→ **Texte source**:

^^^^

Où mon équilibre mental est remis en cause par une tueuse de dragons

J’ai déjà parlé ici de mon incapacité à utiliser une liseuse tant, pour moi, l’acte de lecture est indissociable des sensations procurées par un livre papier. Vous trouviez que ça fait de moi un dinosaure psycho-rigide, voire une personne à qui il manque une pomme pour faire une cagette (ou une fourchette pour compléter le panier de pique-nique)? 
J’ai mieux. 
Pendant les Imaginales, je discute avec une de mes éditrices. Je lui demande si le premier tome d’une nouvelle série que je traduis pour elle marche bien en librairie. Elle me répond: « Oui, c’est même le meilleur démarrage de ma collection juste derrière celle de Jasper Fforde ». Je m’écrie: « Jasper Fforde? Quelle série de Jasper Fforde? J’adore Jasper Fforde! Pourquoi on me dit jamais rien? » Touchée par mon enthousiasme (ou, peut-être, consternée par mon ignorance crasse), elle propose de m’envoyer les deux premiers tomes de la série en question. Et comme c’est une fille de parole, je les reçois dans la semaine qui suit.

D’entrée de jeu, je bloque sur la couverture, pour laquelle a été utilisée une photo. J’ai toujours l’impression qu’une oeuvre de fantasy ou de fantastique devrait être illustrée par un dessin plutôt que par un cliché plus ou moins réaliste puisque, justement, on n’est pas dans la réalité. Cela dit, je devine très bien les considérations marketing qui ont présidé à ce choix. Je jette un coup d’oeil au prologue.

^^^^

→ **Données de l’exercice**:
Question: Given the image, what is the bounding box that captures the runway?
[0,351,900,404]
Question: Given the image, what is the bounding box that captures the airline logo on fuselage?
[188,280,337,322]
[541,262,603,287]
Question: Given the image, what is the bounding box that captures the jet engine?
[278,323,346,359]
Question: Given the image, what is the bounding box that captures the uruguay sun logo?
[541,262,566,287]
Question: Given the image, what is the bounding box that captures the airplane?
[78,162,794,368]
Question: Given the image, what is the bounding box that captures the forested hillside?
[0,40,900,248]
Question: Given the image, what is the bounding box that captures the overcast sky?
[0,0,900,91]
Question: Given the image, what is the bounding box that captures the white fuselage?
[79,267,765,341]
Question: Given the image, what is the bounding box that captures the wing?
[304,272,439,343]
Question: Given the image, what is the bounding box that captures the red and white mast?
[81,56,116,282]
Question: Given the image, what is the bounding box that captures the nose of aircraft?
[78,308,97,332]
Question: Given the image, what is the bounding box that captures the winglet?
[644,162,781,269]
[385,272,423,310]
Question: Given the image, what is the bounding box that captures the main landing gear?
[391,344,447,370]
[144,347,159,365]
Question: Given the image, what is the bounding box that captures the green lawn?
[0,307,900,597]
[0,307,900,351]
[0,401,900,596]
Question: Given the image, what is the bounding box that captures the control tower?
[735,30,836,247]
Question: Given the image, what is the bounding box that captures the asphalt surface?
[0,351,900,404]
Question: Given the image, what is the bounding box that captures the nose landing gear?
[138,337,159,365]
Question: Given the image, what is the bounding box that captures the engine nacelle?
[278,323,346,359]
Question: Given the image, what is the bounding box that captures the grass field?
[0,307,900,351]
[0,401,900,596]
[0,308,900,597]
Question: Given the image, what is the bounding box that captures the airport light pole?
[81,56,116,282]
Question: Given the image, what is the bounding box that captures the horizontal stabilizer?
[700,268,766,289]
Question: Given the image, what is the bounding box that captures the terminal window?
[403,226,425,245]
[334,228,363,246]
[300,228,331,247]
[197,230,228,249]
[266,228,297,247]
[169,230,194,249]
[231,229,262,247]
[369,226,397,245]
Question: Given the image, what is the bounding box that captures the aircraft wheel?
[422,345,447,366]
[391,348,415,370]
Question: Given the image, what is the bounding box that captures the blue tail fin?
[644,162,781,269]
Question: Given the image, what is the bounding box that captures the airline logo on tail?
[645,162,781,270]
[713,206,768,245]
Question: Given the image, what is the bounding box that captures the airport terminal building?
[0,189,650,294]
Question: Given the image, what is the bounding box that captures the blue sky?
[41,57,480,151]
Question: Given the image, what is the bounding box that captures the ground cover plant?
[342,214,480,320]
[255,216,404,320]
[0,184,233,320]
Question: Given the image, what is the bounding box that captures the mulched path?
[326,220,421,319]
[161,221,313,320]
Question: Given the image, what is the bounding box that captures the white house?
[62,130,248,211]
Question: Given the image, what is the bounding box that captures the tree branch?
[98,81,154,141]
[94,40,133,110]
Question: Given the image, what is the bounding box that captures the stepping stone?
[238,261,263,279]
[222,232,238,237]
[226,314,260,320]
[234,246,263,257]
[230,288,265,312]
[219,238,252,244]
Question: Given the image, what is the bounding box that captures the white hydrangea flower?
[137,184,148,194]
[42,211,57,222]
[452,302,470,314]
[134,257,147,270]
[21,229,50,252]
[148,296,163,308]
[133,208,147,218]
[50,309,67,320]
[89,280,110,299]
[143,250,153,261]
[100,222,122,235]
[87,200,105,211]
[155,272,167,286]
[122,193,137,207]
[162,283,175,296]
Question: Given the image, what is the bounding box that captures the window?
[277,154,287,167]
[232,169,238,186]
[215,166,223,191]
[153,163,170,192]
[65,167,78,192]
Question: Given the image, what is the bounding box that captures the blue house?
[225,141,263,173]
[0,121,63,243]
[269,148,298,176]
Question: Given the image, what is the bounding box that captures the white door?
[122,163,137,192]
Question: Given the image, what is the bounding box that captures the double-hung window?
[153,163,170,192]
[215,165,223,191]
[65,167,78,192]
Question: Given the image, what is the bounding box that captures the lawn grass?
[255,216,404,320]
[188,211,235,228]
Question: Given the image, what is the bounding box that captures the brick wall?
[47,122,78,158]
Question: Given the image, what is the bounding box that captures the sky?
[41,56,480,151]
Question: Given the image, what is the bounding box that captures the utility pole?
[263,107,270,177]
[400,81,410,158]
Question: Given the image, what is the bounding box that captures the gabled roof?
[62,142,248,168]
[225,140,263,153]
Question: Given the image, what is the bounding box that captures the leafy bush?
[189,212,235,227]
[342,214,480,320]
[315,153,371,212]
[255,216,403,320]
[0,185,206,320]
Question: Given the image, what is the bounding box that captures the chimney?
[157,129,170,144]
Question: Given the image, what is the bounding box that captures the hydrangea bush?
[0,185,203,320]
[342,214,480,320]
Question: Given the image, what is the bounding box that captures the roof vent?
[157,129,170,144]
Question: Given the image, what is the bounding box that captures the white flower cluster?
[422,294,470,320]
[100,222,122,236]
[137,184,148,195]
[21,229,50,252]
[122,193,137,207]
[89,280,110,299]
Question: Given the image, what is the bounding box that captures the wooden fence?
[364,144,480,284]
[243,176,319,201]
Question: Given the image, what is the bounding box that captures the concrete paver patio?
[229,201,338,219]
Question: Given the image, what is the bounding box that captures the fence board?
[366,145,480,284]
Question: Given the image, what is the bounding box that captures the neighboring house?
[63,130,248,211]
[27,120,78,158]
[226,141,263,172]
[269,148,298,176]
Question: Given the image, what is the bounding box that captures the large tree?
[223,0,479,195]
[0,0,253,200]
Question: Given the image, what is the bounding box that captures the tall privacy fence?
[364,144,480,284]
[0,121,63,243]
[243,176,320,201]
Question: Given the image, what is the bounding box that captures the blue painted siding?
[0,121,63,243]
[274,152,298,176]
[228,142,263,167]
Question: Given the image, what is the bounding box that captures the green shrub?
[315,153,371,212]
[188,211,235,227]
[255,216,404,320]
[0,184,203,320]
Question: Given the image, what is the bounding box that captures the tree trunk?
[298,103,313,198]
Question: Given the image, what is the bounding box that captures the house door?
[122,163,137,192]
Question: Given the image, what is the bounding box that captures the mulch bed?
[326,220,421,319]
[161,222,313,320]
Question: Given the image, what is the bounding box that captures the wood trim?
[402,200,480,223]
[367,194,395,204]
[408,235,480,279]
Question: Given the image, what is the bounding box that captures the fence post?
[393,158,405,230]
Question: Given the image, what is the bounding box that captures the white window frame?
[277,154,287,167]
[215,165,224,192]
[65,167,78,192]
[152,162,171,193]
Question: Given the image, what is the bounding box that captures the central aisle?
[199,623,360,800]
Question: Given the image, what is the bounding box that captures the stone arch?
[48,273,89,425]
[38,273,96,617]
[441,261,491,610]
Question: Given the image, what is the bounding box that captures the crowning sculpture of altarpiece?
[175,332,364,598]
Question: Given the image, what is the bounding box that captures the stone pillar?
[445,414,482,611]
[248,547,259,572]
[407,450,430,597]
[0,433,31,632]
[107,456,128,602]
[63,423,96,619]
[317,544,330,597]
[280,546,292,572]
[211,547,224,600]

^^^^

→ **Actions demandées**:
1. Pour chacune des affirmations suivantes, indiquez par oui ou par non si elle concorde avec le texte source, en citant à l’identique les mots du texte qui tranchent. (a) La conversation avec l’éditrice se déroule pendant les Imaginales. (b) La couverture du premier tome reçu est illustrée par un dessin. (c) Les deux premiers tomes de la série arrivent dans la semaine qui suit.
2. Reproduisez à l’identique les lignes du listing, depuis celle qui contient « white window frame? » jusqu’à la dernière ligne du listing, ces deux lignes comprises.

→ **Réponses**:
1.
(a) Oui : « Pendant les Imaginales, je discute avec une de mes éditrices. »
(b) Non : « je bloque sur la couverture, pour laquelle a été utilisée une photo »
(c) Oui : « je les reçois dans la semaine qui suit »

2.
Question: Given the image, what is the bounding box that captures the white window frame?
[277,154,287,167]
[215,165,224,192]
[65,167,78,192]
[152,162,171,193]
Question: Given the image, what is the bounding box that captures the central aisle?
[199,623,360,800]
Question: Given the image, what is the bounding box that captures the stone arch?
[48,273,89,425]
[38,273,96,617]
[441,261,491,610]
Question: Given the image, what is the bounding box that captures the crowning sculpture of altarpiece?
[175,332,364,598]
Question: Given the image, what is the bounding box that captures the stone pillar?
[445,414,482,611]
[248,547,259,572]
[407,450,430,597]
[0,433,31,632]
[107,456,128,602]
[63,423,96,619]
[317,544,330,597]
[280,546,292,572]
[211,547,224,600]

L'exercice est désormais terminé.